Rewrite only the lines from the one containing "Labeling rule: each instance of the rock" through the final line, both included, copying each labeling rule unchanged and increasing every x and y coordinate in the answers by 115.

TASK DATA:

• • • • •

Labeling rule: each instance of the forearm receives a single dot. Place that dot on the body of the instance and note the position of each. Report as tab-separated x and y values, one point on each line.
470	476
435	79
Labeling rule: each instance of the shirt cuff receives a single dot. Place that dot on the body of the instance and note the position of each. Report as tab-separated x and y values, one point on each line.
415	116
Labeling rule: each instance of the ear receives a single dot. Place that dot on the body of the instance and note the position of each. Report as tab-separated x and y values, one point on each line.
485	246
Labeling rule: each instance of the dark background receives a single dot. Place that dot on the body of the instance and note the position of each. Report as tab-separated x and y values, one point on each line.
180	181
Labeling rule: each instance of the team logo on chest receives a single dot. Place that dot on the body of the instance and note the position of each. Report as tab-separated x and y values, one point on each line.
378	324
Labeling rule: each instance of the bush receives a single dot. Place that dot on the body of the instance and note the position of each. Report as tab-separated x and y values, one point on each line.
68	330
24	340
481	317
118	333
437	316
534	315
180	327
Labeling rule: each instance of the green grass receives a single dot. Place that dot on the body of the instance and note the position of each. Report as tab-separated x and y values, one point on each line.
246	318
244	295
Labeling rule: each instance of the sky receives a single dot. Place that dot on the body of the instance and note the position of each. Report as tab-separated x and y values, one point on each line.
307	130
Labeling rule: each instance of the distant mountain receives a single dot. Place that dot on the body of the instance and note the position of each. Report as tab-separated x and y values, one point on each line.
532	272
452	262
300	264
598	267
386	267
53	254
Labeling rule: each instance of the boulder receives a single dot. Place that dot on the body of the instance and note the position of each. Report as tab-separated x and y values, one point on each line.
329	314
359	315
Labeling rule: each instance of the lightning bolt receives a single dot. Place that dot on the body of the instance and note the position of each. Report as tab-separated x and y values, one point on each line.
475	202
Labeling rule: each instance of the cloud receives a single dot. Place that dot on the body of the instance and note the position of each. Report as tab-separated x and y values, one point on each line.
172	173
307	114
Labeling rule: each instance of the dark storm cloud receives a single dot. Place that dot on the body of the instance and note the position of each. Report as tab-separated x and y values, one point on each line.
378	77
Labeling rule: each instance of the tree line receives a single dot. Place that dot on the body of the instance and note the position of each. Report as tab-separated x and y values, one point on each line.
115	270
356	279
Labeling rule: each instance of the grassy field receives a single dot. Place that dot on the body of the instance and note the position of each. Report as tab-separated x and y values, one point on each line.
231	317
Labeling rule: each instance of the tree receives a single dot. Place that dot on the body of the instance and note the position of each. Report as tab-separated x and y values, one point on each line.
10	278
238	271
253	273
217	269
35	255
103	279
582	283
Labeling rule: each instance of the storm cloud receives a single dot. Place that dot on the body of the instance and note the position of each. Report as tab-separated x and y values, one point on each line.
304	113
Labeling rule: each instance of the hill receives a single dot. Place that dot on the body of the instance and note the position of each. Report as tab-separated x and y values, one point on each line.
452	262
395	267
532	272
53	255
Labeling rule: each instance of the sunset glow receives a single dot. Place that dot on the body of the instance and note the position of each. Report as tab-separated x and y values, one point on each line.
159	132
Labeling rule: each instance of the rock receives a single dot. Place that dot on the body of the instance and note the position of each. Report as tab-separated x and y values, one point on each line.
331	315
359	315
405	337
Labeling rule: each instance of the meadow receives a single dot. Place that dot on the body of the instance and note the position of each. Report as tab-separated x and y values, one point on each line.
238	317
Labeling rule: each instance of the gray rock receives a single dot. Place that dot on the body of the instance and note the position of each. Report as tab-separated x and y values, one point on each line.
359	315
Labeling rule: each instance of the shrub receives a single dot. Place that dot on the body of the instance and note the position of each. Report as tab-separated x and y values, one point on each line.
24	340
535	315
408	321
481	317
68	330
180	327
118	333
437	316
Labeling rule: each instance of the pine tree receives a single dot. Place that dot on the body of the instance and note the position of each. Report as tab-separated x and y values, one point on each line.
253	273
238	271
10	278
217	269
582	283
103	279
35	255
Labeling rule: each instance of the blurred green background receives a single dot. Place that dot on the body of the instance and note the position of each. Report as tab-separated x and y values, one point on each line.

• • • • •

RESULT FOR THIS TASK:
Labeling rule: each instance of the rock receives a single dot. Place that dot on the body of the instance and note the position of each. Report as tab-separated x and y values, one point on each line.
446	430
474	430
520	452
Labeling rule: each instance of the meadow receives a single dot. Place that dot on the body of the instance and note the position of each. Report as tab-separated x and y values, one point on each line.
353	432
Labeling rule: each instance of the gray rock receives a single dot. Place that dot on the body of the instance and note the position of each. Report as tab-separated x and y values, one point on each line.
474	430
Labeling rule: each instance of the shrub receives a single dot. Place that dot on the body of the instance and note the position of each. Report as tab-separated x and y values, one point on each line.
139	455
650	430
523	436
596	432
183	445
295	442
233	448
552	431
Labeling rule: each instance of the pine tree receives a single dot. Place that dot on the body of the instance and note the position of each. Report as tab-separated x and y values, one point on each line.
368	388
353	386
125	393
332	384
697	398
218	394
150	370
Labeling rule: each instance of the blurred green background receives a single dot. Place that dot on the body of the instance and note the position of each. Report as tab-separated x and y values, one point on each line.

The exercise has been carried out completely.